══ Brontekst

ERNST-JAN PFAUTH: Wat vet op de botten voor het bedrijf?

KLUUN: Ja, ik had mijn bedrijf verkocht, ik had nog een beetje geld. Ik kon nog wat overleven en wat vrienden hielpen me. Dus ik kon doorschrijven. En dat is misschien wel de redding geweest dat dit boek er… Anders had ik het wellicht opgegeven. Zoals zoveel schrijvers beginnen met zes hoofdstukken en dan zit het even tegen. En dan krijgen ze weer andere werk en dan denken ze, laat ook maar. Zo sterven veel boeken in schoonheid of in lelijkheid, gelukkig. [Lacht]

ERNST-JAN PFAUTH: Ik sprak een andere schrijver voor dit programma, Deepti Kapoor uit India. Die vertelde dat ze een marketing baan in Londen had aangeboden gekregen. Dat ze toen op het punt stond die aan te nemen en toen kwam de 2008-crisis. Toen verdween die baan en nu is ze een gevierd schrijver.

KLUUN: Nou ja, zo zie je maar. Ik maak dat ook vaak mee dat mensen mij vragen: “Ja, ik heb een idee voor een boek, maar wil jij eens kijken? Want ik weet eigenlijk niet of het goed is en of ik mijn dingen moet opgeven.” Nou, die gaan meteen… Zeg ik: “Joh, zoek het even lekker zelf uit.” Maar het helpt wel dat je geen andere inkomstenbron hebt. Of je hebt tijd over of je bent bijvoorbeeld ziek, je kunt niks anders. Het helpt wel dat je in isolatie gedwongen wordt.

ERNST-JAN PFAUTH: Dus je wilde begin jaren ‘80 gewoon rijk worden?

KLUUN: Ja.

ERNST-JAN PFAUTH: En marketing leek je een leuke manier om rijk te worden?

KLUUN: Nou rijk… Maar heel een leuk leven hebben. Heel hedonistisch, super hedonistisch. Ja, niet rijk, maar…

ERNST-JAN PFAUTH: Want dat waren de beelden die je van marketing bestaan had. In tegenstelling tot het schrijverschap, wat je suf leek. Was het marketing bestaan…

KLUUN: Ja, ik zag me wel… Ik heb bij Time Warner gewerkt. En dan hebben ze overal ter wereld heet dat ‘Time & Life Building’. Dat lijkt mooier dan het is, want hier zit ‘ie in Slotervaart, in een afschuwelijk jaren ‘60 gebouw. En in New Bond Street in Engeland zaten de marketing jongens, die zaten wel mooi. Maar ik zat op een gegeven moment… Ik was aan dat punt in mijn carrière Customer Service Director voor Europa. Maar wij zaten in de kelder. Als je ooit van die clichébeelden hebt van die systeemwandjes met geen zonlicht. Daar zat ik. Dus ik kwam er wel achter…

ERNST-JAN PFAUTH: Koude douche dus.

════
══ Gegevensset

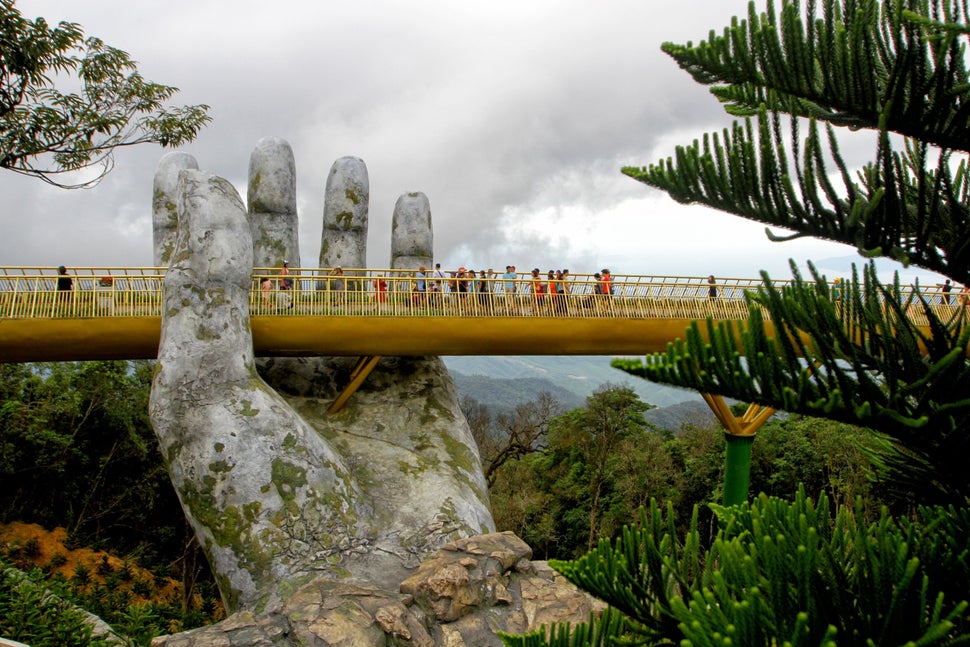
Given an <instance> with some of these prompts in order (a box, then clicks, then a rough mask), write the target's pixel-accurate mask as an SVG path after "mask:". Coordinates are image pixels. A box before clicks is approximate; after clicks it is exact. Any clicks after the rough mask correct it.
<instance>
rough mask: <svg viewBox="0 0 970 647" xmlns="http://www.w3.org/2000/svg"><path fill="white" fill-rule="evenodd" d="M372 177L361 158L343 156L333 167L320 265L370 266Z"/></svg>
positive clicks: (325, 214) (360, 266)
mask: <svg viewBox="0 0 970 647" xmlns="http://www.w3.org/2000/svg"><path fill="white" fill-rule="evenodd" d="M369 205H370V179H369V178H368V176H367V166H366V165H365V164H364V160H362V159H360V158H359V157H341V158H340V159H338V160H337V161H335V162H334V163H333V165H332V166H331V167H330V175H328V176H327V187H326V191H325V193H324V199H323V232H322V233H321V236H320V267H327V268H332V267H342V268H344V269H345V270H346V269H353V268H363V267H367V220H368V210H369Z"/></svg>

════
══ Gegevensset

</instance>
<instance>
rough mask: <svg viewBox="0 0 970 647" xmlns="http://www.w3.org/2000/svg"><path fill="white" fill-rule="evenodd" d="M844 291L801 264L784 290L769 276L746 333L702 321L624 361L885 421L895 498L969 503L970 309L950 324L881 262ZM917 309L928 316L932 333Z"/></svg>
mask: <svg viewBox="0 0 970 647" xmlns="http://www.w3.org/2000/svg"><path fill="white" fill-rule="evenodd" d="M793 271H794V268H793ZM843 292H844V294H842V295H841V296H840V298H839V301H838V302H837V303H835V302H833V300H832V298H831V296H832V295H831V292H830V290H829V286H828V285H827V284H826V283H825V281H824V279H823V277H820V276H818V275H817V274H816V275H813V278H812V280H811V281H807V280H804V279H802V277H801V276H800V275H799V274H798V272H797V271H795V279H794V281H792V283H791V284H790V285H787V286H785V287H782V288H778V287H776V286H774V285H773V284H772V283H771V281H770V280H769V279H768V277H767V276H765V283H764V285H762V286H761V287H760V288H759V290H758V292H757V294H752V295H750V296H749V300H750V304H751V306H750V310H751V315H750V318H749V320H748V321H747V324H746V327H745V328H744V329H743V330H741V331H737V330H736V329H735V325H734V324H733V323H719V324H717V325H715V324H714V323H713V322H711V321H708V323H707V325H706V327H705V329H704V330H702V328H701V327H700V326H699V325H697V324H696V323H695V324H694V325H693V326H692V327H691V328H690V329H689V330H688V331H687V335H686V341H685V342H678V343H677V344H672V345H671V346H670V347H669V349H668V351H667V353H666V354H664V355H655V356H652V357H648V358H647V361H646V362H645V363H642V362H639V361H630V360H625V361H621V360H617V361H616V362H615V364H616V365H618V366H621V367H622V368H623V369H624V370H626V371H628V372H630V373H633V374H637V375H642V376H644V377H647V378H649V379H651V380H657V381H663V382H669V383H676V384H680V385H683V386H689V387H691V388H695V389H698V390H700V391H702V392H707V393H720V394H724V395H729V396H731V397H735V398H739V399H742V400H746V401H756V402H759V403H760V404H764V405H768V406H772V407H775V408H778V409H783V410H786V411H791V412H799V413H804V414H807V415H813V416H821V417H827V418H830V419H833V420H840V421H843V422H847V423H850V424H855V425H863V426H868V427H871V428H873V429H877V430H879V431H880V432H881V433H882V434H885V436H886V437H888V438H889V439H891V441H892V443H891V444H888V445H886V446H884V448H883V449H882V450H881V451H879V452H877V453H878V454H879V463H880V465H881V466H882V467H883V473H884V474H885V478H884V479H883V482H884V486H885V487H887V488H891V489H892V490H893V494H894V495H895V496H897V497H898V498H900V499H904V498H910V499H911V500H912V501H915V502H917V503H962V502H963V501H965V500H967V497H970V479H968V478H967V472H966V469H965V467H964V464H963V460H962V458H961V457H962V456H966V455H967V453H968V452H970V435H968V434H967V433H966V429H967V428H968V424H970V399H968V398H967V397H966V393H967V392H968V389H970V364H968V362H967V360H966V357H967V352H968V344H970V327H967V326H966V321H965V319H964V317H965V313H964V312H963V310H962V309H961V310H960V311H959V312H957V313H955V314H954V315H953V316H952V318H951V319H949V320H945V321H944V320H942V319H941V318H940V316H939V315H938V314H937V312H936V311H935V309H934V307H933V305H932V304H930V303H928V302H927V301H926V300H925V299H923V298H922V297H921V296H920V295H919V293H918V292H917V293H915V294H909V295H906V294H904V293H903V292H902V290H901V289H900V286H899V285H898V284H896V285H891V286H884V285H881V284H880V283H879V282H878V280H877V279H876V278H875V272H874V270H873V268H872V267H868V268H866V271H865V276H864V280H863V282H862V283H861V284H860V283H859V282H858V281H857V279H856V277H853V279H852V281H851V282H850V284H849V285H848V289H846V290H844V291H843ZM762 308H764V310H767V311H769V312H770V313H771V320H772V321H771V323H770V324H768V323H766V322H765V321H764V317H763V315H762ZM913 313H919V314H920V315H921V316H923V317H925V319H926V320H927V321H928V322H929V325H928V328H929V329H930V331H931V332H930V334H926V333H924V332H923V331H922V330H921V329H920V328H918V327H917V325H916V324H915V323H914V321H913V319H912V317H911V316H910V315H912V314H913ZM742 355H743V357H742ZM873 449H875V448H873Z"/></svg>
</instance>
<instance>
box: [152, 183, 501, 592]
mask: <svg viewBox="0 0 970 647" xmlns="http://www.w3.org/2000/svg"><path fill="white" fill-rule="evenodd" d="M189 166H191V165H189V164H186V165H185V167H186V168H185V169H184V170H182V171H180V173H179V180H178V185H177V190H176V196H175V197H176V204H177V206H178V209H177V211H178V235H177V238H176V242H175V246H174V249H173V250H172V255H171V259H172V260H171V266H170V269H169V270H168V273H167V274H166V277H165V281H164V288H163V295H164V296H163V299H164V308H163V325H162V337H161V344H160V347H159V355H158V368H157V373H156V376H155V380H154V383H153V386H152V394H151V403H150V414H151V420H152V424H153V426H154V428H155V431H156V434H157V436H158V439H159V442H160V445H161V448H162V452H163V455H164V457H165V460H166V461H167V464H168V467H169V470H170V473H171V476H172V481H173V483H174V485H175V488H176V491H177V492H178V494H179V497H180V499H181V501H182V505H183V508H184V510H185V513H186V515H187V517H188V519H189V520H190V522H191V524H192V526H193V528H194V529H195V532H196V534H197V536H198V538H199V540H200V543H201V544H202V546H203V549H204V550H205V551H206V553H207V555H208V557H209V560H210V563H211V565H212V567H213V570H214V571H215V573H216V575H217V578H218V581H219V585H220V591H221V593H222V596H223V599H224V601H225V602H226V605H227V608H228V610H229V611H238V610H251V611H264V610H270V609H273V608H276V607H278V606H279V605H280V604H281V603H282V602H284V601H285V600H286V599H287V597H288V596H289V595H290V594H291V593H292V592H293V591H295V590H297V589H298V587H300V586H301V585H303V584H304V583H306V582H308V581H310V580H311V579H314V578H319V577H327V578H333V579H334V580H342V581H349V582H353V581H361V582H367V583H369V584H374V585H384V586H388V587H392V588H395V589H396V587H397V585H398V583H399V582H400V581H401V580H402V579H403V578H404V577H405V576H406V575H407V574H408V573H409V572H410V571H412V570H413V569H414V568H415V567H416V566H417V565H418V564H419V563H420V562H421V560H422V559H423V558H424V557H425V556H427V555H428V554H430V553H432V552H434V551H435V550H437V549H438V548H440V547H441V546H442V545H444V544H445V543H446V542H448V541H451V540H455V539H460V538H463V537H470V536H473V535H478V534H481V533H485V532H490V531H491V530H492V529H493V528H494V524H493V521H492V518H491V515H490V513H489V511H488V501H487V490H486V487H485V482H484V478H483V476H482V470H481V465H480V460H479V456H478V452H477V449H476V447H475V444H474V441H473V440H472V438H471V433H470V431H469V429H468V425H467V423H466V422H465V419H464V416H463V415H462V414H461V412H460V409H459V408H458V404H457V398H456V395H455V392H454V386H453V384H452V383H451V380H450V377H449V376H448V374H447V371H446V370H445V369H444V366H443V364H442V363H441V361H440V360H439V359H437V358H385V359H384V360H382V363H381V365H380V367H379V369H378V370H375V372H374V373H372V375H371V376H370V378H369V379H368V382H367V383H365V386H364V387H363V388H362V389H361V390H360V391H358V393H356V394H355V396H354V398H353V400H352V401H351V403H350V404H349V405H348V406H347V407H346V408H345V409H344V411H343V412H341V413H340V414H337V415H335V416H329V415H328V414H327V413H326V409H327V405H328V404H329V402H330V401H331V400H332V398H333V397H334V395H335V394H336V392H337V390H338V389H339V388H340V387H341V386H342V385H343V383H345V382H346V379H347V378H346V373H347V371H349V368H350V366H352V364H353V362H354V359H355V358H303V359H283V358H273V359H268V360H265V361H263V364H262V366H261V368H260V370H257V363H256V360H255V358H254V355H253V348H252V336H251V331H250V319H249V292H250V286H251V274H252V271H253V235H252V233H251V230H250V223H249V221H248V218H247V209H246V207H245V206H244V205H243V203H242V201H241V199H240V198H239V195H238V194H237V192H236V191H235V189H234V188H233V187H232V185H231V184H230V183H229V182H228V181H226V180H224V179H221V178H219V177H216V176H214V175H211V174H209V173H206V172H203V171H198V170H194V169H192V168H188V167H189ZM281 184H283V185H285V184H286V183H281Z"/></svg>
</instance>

════

> Opdrachten:
1: Beantwoord de volgende vragen over het interview.
(a) In welke stad kreeg Deepti Kapoor een marketingbaan aangeboden?
(b) Bij welk bedrijf heeft Kluun gewerkt?
(c) Welke functie had Kluun op dat punt in zijn carrière?
2: Bewerk het deel van het interview van "KLUUN: Ja, ik zag" tot "Koude douche dus." en vervang daarin "Slotervaart" door "Amstelveen".
De regels spelen hierbij geen enkele rol.

> Antwoorden:
1:
(a) Deepti Kapoor kreeg een marketingbaan in Londen aangeboden.
(b) Kluun heeft bij Time Warner gewerkt.
(c) Kluun was Customer Service Director voor Europa.

2:
KLUUN: Ja, ik zag me wel… Ik heb bij Time Warner gewerkt. En dan hebben ze overal ter wereld heet dat ‘Time & Life Building’. Dat lijkt mooier dan het is, want hier zit ‘ie in Amstelveen, in een afschuwelijk jaren ‘60 gebouw. En in New Bond Street in Engeland zaten de marketing jongens, die zaten wel mooi. Maar ik zat op een gegeven moment… Ik was aan dat punt in mijn carrière Customer Service Director voor Europa. Maar wij zaten in de kelder. Als je ooit van die clichébeelden hebt van die systeemwandjes met geen zonlicht. Daar zat ik. Dus ik kwam er wel achter…

ERNST-JAN PFAUTH: Koude douche dus.